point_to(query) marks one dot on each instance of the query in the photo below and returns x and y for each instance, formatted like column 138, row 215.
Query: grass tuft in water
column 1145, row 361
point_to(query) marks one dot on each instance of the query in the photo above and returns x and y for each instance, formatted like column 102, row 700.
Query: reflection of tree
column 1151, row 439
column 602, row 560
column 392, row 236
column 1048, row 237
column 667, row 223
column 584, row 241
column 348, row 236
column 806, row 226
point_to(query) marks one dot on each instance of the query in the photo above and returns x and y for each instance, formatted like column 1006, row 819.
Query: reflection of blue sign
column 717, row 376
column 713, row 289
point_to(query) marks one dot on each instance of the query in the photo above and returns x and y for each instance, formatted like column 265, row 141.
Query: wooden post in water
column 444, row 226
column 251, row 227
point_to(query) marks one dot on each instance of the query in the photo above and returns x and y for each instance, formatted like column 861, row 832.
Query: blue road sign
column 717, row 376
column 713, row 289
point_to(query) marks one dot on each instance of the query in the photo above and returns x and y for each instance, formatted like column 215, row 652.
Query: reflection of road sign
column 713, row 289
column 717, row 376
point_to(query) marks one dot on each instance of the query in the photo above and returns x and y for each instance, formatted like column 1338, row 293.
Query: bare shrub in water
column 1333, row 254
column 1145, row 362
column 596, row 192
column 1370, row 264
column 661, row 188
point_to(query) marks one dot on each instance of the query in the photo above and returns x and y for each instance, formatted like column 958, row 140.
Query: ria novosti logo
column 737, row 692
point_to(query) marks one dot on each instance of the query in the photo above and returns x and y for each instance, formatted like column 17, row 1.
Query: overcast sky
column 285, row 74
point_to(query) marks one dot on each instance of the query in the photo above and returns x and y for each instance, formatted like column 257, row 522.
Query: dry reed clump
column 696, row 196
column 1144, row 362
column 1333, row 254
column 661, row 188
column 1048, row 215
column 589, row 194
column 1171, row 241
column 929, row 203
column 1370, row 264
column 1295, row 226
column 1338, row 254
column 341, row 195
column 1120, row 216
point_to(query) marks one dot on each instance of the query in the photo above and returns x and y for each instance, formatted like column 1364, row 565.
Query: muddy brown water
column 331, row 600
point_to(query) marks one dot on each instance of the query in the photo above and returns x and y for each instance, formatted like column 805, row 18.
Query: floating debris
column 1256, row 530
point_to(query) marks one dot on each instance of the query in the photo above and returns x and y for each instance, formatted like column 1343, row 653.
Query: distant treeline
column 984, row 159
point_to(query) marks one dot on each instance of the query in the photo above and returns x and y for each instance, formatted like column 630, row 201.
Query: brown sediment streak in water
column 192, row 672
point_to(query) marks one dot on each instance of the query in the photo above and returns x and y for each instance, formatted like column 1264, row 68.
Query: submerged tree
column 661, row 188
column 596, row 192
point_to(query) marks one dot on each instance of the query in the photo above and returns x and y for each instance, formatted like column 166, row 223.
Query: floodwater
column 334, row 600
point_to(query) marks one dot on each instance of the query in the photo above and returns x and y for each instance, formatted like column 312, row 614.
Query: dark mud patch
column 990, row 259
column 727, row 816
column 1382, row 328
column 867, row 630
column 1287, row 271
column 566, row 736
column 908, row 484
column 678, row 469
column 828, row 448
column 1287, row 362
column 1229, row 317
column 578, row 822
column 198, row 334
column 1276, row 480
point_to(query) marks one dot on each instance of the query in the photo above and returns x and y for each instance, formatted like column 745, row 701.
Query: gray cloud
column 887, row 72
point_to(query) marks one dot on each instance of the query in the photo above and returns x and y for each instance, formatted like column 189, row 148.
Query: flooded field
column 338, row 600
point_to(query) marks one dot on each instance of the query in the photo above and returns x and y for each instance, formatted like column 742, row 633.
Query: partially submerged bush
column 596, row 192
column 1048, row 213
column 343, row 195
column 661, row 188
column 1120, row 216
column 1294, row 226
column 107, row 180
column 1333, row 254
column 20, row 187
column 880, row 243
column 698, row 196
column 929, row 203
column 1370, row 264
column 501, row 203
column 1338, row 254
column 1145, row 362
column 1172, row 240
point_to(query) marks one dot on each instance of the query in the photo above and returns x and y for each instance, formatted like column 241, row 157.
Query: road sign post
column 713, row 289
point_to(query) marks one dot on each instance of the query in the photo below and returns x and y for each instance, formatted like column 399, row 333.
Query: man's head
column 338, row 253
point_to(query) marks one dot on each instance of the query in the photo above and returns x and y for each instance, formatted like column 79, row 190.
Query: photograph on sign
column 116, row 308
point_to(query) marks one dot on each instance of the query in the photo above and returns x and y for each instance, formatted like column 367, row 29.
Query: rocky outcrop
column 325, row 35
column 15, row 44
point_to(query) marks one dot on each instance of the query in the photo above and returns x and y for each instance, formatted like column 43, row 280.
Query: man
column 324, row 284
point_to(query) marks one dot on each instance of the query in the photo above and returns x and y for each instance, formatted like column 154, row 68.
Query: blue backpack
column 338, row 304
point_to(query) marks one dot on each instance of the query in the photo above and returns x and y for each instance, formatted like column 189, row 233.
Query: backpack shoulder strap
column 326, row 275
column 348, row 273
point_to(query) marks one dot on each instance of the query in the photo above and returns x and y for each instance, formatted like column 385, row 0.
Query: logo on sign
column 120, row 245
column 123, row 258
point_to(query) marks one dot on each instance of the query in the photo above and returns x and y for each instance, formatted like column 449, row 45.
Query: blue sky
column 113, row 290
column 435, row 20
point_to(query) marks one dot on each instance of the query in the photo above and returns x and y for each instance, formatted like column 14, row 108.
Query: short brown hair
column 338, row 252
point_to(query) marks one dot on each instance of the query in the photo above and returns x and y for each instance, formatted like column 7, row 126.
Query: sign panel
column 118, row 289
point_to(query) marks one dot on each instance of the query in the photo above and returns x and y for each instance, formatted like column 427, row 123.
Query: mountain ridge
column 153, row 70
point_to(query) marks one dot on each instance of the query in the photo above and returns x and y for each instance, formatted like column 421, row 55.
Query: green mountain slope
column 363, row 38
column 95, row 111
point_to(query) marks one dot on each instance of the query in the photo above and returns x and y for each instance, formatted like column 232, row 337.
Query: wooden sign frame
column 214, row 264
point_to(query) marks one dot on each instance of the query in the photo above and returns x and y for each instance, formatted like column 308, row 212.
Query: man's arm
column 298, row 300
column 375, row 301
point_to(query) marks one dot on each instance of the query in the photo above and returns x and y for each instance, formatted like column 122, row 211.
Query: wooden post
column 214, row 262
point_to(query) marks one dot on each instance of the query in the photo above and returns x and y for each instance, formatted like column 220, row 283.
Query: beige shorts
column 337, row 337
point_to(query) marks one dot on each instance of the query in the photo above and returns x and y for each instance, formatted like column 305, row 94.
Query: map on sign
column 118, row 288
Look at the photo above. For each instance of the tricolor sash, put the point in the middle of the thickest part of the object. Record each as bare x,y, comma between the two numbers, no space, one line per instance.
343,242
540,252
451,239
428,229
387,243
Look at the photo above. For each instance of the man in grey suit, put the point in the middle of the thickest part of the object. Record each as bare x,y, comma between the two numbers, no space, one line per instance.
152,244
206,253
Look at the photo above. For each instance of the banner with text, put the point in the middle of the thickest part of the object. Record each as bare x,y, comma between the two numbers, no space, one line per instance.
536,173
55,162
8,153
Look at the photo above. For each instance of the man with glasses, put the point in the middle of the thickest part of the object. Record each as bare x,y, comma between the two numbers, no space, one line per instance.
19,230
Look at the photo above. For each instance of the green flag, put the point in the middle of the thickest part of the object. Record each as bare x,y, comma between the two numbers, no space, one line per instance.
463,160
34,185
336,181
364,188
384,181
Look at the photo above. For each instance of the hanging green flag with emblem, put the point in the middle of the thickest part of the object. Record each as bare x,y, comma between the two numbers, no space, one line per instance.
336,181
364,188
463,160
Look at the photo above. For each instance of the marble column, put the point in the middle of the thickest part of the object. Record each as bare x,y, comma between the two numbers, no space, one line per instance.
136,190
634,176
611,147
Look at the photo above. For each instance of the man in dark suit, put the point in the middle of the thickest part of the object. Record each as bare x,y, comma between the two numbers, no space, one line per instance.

#### EXERCISE DETAILS:
Copy word for word the part of the records above that opens with the line containing "7, row 126." and closes with the line containing "column 153, row 70", with both of those lines included.

#### SOLUTION:
point_to(query) marks one dot on each instance of the query in the photo above and returns x and y for each instance, formatted like column 7, row 126.
Query: sign panel
column 118, row 289
point_to(query) marks one dot on each instance of the query in the photo above and returns x and y for each instance, formatted like column 427, row 123.
Query: mountain ridge
column 153, row 70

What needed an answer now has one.